_Stated problem_: Your task is to reproduce the entries below word for word.
----
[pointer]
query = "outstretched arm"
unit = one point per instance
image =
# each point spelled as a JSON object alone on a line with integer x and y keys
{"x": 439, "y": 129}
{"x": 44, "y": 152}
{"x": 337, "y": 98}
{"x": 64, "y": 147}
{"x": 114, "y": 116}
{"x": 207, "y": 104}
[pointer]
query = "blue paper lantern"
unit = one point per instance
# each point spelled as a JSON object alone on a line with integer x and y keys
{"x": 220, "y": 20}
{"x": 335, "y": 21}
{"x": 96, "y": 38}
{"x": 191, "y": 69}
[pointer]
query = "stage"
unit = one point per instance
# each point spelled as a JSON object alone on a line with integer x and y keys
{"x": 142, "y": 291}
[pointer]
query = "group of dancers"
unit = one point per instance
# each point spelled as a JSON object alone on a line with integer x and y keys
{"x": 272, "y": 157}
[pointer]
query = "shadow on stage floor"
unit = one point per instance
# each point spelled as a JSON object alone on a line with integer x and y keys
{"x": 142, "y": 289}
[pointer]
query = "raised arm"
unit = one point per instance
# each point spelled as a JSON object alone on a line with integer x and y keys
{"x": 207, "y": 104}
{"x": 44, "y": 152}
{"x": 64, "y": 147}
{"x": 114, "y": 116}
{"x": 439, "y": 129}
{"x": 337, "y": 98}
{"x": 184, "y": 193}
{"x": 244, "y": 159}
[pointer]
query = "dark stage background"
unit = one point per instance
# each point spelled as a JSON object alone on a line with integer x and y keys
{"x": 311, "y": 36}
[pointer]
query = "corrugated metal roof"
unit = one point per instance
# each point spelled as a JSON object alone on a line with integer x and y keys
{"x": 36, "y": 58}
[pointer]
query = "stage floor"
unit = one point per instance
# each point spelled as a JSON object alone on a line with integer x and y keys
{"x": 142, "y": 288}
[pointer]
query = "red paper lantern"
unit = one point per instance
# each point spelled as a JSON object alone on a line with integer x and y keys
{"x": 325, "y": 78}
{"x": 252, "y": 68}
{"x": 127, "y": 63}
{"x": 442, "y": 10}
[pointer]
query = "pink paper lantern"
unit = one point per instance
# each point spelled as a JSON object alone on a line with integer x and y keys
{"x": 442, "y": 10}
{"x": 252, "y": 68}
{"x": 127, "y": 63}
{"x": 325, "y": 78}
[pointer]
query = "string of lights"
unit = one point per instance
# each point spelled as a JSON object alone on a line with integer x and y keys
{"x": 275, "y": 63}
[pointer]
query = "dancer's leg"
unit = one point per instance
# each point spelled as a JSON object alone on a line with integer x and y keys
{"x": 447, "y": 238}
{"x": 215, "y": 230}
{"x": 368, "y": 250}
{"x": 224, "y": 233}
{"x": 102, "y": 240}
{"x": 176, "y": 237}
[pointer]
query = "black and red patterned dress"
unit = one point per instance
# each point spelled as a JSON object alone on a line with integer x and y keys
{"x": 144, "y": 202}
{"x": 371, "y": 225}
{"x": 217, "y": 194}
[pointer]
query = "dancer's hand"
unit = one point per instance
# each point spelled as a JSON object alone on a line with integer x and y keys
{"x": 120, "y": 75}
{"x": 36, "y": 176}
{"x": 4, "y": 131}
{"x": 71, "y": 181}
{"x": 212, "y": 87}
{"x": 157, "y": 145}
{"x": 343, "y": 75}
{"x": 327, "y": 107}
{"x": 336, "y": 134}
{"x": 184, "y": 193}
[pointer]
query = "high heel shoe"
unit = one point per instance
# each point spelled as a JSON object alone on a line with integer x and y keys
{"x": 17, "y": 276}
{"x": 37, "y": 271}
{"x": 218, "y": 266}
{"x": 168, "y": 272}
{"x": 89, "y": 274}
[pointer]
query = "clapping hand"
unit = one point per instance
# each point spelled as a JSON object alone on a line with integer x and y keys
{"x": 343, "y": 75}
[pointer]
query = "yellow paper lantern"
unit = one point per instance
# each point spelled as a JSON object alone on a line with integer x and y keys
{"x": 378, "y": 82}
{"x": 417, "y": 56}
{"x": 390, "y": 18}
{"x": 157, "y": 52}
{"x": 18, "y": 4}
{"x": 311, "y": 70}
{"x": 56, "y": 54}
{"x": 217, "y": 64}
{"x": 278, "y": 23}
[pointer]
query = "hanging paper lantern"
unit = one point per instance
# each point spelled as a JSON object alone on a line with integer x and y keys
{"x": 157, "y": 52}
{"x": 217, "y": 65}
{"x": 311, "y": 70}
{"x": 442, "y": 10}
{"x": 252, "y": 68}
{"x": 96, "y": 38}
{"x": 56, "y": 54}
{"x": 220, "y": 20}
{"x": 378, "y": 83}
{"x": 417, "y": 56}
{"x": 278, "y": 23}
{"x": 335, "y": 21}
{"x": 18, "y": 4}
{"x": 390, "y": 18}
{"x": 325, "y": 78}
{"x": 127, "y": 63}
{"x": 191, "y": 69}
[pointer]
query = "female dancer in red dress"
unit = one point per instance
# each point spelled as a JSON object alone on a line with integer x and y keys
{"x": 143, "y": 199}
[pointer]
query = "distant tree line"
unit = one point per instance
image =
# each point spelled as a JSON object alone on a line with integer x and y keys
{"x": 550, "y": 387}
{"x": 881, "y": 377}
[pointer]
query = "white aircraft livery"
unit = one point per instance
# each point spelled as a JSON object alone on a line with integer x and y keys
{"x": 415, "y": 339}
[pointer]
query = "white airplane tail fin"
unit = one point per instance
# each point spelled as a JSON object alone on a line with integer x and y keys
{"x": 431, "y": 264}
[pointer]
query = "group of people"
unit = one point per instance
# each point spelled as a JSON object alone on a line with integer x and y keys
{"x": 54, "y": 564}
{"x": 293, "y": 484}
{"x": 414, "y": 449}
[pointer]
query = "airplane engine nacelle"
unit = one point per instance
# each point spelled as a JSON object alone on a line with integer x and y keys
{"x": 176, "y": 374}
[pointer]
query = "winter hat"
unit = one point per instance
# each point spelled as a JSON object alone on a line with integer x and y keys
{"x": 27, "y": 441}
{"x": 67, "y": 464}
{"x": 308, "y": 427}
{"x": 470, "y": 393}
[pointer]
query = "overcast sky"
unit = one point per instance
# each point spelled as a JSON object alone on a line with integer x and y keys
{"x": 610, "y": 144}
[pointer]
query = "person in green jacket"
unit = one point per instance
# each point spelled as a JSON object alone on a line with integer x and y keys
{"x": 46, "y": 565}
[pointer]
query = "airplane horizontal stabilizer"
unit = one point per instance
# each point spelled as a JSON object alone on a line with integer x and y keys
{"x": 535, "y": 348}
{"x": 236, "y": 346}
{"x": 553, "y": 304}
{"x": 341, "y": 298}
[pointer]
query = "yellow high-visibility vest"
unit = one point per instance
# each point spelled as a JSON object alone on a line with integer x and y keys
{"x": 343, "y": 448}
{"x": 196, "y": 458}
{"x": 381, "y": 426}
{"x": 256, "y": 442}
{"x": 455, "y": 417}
----
_Complete output_:
[pointer]
query = "outstretched arm"
unit = one point per instance
image =
# each point spelled as a JSON object alone on a line with integer x and y keys
{"x": 439, "y": 129}
{"x": 44, "y": 152}
{"x": 337, "y": 98}
{"x": 64, "y": 147}
{"x": 114, "y": 116}
{"x": 207, "y": 104}
[pointer]
query = "blue paper lantern"
unit = one point per instance
# each point spelled as a JSON object alone on a line with integer x and y keys
{"x": 220, "y": 20}
{"x": 335, "y": 21}
{"x": 96, "y": 38}
{"x": 191, "y": 69}
[pointer]
query = "stage"
unit = one point per instance
# each point spelled as a JSON object alone on a line with integer x and y keys
{"x": 142, "y": 291}
[pointer]
query = "group of dancers"
unit = one point per instance
# each point spelled as a JSON object alone on a line with integer x and y keys
{"x": 272, "y": 157}
[pointer]
query = "shadow on stage floor"
unit = one point per instance
# each point spelled as a JSON object alone on a line with integer x and y keys
{"x": 142, "y": 289}
[pointer]
query = "raised arm"
unit = one point per instance
# each point spelled as a JSON object alone on a line with integer x and y keys
{"x": 207, "y": 104}
{"x": 44, "y": 152}
{"x": 64, "y": 147}
{"x": 114, "y": 116}
{"x": 439, "y": 129}
{"x": 337, "y": 98}
{"x": 184, "y": 193}
{"x": 244, "y": 159}
[pointer]
query = "dark stage background"
unit = one point per instance
# each point spelled as a JSON object alone on a line with integer x and y keys
{"x": 311, "y": 36}
[pointer]
query = "corrugated metal roof"
unit = one point per instance
# each point spelled as a JSON object alone on a line with integer x and y keys
{"x": 36, "y": 58}
[pointer]
query = "stage floor"
unit = one point per instance
# each point spelled as a JSON object alone on a line with integer x and y keys
{"x": 142, "y": 288}
[pointer]
query = "red paper lantern"
unit = one point per instance
# each point spelled as a JSON object alone on a line with integer x and y keys
{"x": 325, "y": 78}
{"x": 252, "y": 68}
{"x": 127, "y": 63}
{"x": 442, "y": 10}
[pointer]
query = "pink paper lantern"
unit = one point per instance
# each point spelled as a JSON object alone on a line with integer x and y keys
{"x": 442, "y": 10}
{"x": 252, "y": 68}
{"x": 127, "y": 63}
{"x": 325, "y": 78}
[pointer]
query = "string of lights"
unit = one point per instance
# each point spelled as a JSON object alone on a line with integer x and y keys
{"x": 275, "y": 63}
[pointer]
query = "dancer's leg"
unit = one point per instance
# each point spelled as a JSON object alone on a line with integer x and y keys
{"x": 447, "y": 238}
{"x": 215, "y": 230}
{"x": 368, "y": 250}
{"x": 224, "y": 233}
{"x": 102, "y": 240}
{"x": 176, "y": 237}
[pointer]
query = "black and red patterned dress"
unit = one point per instance
# each point spelled as a JSON object alone on a line with integer x and y keys
{"x": 144, "y": 202}
{"x": 371, "y": 225}
{"x": 217, "y": 194}
[pointer]
query = "dancer's hand"
unit = one point per instance
# each point spelled as a JSON object alone on a line with integer x and y keys
{"x": 120, "y": 75}
{"x": 36, "y": 176}
{"x": 4, "y": 131}
{"x": 71, "y": 181}
{"x": 212, "y": 87}
{"x": 157, "y": 145}
{"x": 343, "y": 75}
{"x": 327, "y": 107}
{"x": 336, "y": 134}
{"x": 184, "y": 193}
[pointer]
query = "high heel shoe"
unit = one point per instance
# each point spelled as a JSON object alone on a line with integer x and y keys
{"x": 17, "y": 276}
{"x": 37, "y": 271}
{"x": 218, "y": 266}
{"x": 168, "y": 272}
{"x": 89, "y": 274}
[pointer]
query = "clapping hand"
unit = one point per instance
# each point spelled as a JSON object alone on a line with integer x and y keys
{"x": 343, "y": 75}
[pointer]
query = "yellow paper lantern"
unit = one point per instance
# each point spelled as a JSON object alone on a line with integer x and y keys
{"x": 378, "y": 82}
{"x": 417, "y": 56}
{"x": 390, "y": 18}
{"x": 157, "y": 52}
{"x": 18, "y": 4}
{"x": 311, "y": 70}
{"x": 56, "y": 54}
{"x": 217, "y": 64}
{"x": 278, "y": 23}
[pointer]
query = "hanging paper lantern"
unit = one point per instance
# each point spelled as a JSON object alone on a line with integer x and y keys
{"x": 157, "y": 52}
{"x": 217, "y": 65}
{"x": 311, "y": 70}
{"x": 442, "y": 10}
{"x": 252, "y": 68}
{"x": 96, "y": 38}
{"x": 56, "y": 54}
{"x": 220, "y": 20}
{"x": 378, "y": 83}
{"x": 417, "y": 56}
{"x": 278, "y": 23}
{"x": 335, "y": 21}
{"x": 18, "y": 4}
{"x": 390, "y": 18}
{"x": 325, "y": 78}
{"x": 127, "y": 63}
{"x": 191, "y": 69}
[pointer]
query = "female dancer in red dress"
unit = one point per instance
# each point spelled as a JSON object alone on a line with integer x and y keys
{"x": 143, "y": 199}
[pointer]
query = "distant tree line"
unit = one point per instance
image =
# each point spelled as a JSON object alone on a line with integer x and y keys
{"x": 550, "y": 387}
{"x": 881, "y": 377}
[pointer]
query = "white aircraft livery"
unit = one point per instance
# each point spelled as a JSON object alone on a line with integer x and y keys
{"x": 415, "y": 339}
[pointer]
query = "white airplane tail fin"
unit = one point per instance
# each point spelled as a JSON object alone on a line with integer x and y keys
{"x": 431, "y": 264}
[pointer]
query = "group of people"
unit = one point per instance
# each point spelled as a JSON object alone on a line with integer x and y keys
{"x": 54, "y": 564}
{"x": 293, "y": 484}
{"x": 414, "y": 449}
[pointer]
query = "airplane engine nacelle"
unit = one point per instance
# each point spelled as a JSON object alone on a line with integer x and y keys
{"x": 176, "y": 374}
[pointer]
query = "winter hat"
unit = one point per instance
# each point spelled as a JSON object alone on a line with integer x and y keys
{"x": 27, "y": 441}
{"x": 67, "y": 464}
{"x": 308, "y": 427}
{"x": 470, "y": 393}
[pointer]
query = "overcast sky"
unit = one point per instance
# each point spelled as a JSON object alone on a line with integer x and y keys
{"x": 610, "y": 144}
[pointer]
query = "person in green jacket"
unit = one point per instance
# each point spelled as a JSON object alone on a line with integer x and y keys
{"x": 46, "y": 565}
[pointer]
query = "airplane horizontal stabilizer"
unit = one point per instance
# each point spelled as a JSON object alone on a line with integer x and y keys
{"x": 535, "y": 348}
{"x": 236, "y": 346}
{"x": 553, "y": 304}
{"x": 341, "y": 298}
[pointer]
query = "yellow high-visibility vest"
unit = one point per instance
# each point spelled as a JSON object alone on a line with integer x and y keys
{"x": 343, "y": 448}
{"x": 196, "y": 458}
{"x": 381, "y": 426}
{"x": 256, "y": 442}
{"x": 455, "y": 417}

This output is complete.